_Text block_
--
Catherine Hunter: Yes, I write in books.  I used to respect books too much to do that, but no more, with all the crap that’s around these days. Muck them up, I say! I use an indelible sharpie, with the thickest tip possible. I write in books for different reasons: to predict what is going to happen next (e.g., “since she coughed, she is obviously going to die, how dull!”); or to make note of inconsistencies and errors (e.g., “actually, there’s no such thing as ghosts”); or to note poor prose style (e.g., mark a black X across the entire page); for that last purpose, an exacto-knife can also be used to excise particularly atrocious writing–particularly useful for bad poetry. On the rare occasion when the book is good, I take the opportunity to write sweet notes of gratitude to myself, signed by the author (e.g., “with thanks to Catherine, whose brilliant insights and advice were invaluable to my artistic process in the writing of this volume”). Those I plant in second-hand book stores, so as to give the impression that I care very little for such accolades.
--
_Exercise task a_
Report every line of the rows that contains the string "outline", matching case exactly.
The passage about writing in books has no connection to the rows.
--
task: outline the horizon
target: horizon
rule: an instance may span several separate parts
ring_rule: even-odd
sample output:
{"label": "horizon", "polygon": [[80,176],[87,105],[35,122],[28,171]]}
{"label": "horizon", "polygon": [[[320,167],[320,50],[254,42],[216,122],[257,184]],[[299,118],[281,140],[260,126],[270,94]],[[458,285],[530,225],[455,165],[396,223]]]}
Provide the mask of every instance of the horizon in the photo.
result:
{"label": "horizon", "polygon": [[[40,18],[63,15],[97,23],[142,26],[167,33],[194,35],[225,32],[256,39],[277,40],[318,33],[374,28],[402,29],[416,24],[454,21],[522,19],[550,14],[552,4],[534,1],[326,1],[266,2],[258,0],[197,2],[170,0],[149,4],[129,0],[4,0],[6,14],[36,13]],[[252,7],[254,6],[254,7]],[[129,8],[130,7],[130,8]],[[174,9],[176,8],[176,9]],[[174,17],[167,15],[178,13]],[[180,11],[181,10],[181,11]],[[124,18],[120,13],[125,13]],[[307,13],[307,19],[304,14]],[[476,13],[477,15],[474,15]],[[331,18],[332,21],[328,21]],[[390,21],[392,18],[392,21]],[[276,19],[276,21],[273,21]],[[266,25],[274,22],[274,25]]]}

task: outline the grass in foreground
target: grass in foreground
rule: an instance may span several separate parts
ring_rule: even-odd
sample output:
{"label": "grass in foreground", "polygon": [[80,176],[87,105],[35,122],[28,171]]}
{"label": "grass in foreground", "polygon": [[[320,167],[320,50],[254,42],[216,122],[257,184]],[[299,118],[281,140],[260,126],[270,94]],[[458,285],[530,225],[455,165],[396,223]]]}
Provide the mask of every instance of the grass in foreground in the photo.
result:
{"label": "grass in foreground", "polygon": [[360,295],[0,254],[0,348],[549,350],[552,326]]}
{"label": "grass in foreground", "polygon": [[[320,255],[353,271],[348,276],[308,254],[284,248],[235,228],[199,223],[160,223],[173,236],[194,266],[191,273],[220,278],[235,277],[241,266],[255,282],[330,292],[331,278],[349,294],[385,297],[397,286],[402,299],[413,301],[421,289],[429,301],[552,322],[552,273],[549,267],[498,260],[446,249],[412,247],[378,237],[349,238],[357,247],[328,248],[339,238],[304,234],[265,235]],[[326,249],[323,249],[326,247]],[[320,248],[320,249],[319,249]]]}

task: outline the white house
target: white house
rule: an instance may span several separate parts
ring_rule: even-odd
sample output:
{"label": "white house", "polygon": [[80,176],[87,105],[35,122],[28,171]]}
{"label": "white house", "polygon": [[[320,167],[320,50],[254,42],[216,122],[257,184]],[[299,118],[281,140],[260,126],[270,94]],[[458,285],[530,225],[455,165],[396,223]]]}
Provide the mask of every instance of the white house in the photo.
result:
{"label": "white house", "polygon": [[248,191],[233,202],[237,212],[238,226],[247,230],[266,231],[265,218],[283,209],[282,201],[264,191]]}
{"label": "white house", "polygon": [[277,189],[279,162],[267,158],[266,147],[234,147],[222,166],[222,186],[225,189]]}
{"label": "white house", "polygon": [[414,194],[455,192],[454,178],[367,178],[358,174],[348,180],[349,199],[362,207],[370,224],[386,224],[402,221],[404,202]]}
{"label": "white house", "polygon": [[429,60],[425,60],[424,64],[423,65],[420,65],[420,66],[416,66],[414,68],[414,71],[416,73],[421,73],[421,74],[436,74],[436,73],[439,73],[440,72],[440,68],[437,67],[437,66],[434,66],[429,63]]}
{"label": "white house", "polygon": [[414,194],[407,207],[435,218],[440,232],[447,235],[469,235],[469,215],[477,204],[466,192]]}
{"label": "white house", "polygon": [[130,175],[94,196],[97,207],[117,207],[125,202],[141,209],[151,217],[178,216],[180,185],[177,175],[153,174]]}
--
_Exercise task b_
Extend the passage about writing in books, picking up after its final sentence.

_Exercise response a_
task: outline the horizon
task: outline the grass in foreground
task: outline the white house

_Exercise response b_
Suzette Mayr:
Yes, I do write in the books I own. Especially when the book is crappy and it’s written by a writer who should know better. I have to direct my rage somewhere.

rob mclennan: I used to write in my books, but only in the flyleaf or otherwise beginning, signing my name as a clear sign of ownership. I’m not entirely clear, in hindsight, who I was trying to protect my books exactly from, since the bulk of them are pretty safe from predators. Over the past decade and a half, I’ve been unable even to mark up a book with my own name, and consider it horrific for any writing to exist inside a printed book, apart from the author’s own signature and possible inscription. I can’t imagine any of my small scribbles in another writer’s volume doing anything but take away from the work. What could I add?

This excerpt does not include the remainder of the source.